> [TASK INPUT]
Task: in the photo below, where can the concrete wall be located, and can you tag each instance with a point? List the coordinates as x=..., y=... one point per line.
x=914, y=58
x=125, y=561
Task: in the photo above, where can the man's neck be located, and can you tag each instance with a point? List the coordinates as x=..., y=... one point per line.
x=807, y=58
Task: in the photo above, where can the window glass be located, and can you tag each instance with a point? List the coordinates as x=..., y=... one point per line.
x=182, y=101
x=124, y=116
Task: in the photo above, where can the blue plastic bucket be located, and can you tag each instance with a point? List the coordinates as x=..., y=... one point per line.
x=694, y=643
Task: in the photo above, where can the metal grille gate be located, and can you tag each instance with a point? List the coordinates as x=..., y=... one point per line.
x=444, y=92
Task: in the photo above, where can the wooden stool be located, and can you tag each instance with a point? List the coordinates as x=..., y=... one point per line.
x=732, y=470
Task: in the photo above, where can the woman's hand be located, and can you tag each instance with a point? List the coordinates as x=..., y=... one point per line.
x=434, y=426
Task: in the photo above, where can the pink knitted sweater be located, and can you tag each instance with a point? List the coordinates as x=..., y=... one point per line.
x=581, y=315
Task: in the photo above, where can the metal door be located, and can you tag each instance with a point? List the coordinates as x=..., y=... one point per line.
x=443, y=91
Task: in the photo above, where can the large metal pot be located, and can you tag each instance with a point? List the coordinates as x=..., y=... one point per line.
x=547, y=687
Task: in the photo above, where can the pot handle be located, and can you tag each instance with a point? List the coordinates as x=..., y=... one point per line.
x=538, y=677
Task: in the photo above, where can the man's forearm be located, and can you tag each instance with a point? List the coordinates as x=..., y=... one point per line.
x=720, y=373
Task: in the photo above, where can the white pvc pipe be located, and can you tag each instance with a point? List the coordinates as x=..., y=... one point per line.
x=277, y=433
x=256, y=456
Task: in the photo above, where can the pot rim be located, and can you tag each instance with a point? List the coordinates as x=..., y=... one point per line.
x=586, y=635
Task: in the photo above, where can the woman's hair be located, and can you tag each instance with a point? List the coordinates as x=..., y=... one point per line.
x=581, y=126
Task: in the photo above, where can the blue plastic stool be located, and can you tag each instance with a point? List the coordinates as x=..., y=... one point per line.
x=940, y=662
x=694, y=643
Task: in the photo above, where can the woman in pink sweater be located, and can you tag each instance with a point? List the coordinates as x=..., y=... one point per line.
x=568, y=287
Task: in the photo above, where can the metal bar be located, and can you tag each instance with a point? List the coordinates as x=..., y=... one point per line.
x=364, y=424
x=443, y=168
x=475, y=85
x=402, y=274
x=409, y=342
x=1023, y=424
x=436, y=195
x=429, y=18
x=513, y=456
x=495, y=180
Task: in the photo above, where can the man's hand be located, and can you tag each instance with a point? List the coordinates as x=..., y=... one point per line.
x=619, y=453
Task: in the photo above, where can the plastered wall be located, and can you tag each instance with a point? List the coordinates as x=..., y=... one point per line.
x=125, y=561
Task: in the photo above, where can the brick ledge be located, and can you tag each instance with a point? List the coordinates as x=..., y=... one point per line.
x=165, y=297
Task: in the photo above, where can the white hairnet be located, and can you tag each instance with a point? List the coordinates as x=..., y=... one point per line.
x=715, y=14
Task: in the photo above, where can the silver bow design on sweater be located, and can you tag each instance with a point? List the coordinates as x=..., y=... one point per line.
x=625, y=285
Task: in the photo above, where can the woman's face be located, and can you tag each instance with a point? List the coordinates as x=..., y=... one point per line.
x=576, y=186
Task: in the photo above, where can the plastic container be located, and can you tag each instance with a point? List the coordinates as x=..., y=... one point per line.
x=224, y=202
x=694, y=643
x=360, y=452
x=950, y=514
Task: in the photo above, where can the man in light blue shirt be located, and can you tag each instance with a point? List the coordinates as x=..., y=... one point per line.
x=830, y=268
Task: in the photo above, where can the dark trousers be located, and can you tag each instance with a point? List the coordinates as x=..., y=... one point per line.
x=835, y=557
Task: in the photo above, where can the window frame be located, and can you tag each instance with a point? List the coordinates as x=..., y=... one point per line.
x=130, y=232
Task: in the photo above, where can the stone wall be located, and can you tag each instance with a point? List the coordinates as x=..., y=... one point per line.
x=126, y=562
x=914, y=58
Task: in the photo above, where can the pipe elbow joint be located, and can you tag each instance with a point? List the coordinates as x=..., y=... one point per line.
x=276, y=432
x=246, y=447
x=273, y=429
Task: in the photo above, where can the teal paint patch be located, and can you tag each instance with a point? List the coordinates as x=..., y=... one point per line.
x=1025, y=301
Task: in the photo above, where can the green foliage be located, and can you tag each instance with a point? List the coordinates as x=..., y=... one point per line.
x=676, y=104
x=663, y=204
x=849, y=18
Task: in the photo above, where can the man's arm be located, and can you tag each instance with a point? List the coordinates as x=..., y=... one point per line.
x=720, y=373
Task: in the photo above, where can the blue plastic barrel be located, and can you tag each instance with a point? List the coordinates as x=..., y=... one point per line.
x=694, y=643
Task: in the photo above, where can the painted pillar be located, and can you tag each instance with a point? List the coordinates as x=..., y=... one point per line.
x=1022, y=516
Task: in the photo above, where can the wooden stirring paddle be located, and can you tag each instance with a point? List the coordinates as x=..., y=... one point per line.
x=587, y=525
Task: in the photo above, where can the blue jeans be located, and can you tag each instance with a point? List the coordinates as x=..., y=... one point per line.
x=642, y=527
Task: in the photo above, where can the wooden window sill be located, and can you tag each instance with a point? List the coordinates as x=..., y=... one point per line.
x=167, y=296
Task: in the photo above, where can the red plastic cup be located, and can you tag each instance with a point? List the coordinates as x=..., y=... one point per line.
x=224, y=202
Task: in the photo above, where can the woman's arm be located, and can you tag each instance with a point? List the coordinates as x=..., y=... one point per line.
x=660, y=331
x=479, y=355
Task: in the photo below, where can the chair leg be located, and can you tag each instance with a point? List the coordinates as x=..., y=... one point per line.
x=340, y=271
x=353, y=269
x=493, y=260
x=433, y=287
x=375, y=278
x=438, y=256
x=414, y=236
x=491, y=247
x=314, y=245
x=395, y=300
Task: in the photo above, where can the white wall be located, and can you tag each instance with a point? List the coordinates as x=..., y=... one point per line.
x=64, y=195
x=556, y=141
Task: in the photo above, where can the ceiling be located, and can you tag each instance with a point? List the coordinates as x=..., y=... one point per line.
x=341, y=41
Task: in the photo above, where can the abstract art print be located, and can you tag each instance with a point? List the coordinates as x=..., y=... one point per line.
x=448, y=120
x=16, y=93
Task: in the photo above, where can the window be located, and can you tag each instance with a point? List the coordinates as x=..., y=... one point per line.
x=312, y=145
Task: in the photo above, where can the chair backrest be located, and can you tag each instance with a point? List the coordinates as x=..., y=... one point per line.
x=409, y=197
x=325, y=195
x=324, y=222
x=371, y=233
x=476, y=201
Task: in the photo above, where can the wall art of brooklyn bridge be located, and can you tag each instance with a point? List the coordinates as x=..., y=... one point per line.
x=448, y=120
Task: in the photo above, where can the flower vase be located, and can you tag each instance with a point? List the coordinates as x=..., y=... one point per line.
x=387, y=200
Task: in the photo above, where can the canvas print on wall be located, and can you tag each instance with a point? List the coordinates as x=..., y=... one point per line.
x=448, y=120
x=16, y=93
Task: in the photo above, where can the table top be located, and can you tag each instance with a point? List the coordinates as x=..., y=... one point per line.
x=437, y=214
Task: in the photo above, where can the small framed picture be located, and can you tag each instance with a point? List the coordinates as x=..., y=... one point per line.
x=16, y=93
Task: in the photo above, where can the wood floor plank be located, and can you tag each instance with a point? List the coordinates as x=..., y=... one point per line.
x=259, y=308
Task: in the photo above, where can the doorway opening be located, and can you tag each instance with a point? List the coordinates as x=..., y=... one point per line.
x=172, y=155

> [WHAT THE TASK ASKS] Copy out the part of the material above that opens with the line containing "Task: in the photo above, where can the wooden stool" and closes with the line containing "x=568, y=287", keeping every line unchanged and including both of those lines.

> [EXERCISE RESPONSE]
Task: in the photo above, where can the wooden stool be located, and can you tag each instance with a point? List the coordinates as x=..., y=... one point per line.
x=732, y=470
Task: in the photo above, where can the woman's hand be located, and can you tag each instance with a point? List the coordinates as x=..., y=... one point per line.
x=434, y=426
Task: in the photo above, where can the pink knitted sweater be located, and can you tag each instance with a point? List the coordinates as x=..., y=... one point per line.
x=581, y=315
Task: in the photo above, where can the metal door be located, and can you tag each instance with a point? List the coordinates as x=..., y=... one point per line.
x=443, y=91
Task: in the photo above, where can the large metal pot be located, and can you tag each instance with a point? List the coordinates as x=..., y=... one point per line.
x=547, y=687
Task: in the photo above, where can the pot handle be located, and can you tag each instance with a point? List the coordinates as x=..., y=... one point per line.
x=538, y=677
Task: in the photo above, where can the man's forearm be located, and can you tag each instance with a point? List the coordinates as x=..., y=... one point per line.
x=720, y=373
Task: in the photo above, where can the white pvc pipe be located, and can you tag each instance with a point? List the coordinates as x=..., y=... one point per line.
x=277, y=433
x=256, y=456
Task: in the photo above, where can the pot rim be located, and can you tag each instance with a point? List the coordinates as x=..., y=... one point per line.
x=586, y=635
Task: in the photo above, where can the woman's hair be located, and can you tag each instance with a point? List the coordinates as x=..., y=... one point per line.
x=581, y=126
Task: in the photo above, where can the blue plastic stool be located, and can you tag each instance with a point? List the coordinates as x=..., y=... one point per line.
x=940, y=662
x=694, y=643
Task: in the photo above, where can the woman in pink sweater be located, and can you tag each instance with a point? List the coordinates as x=..., y=... one point per line.
x=568, y=287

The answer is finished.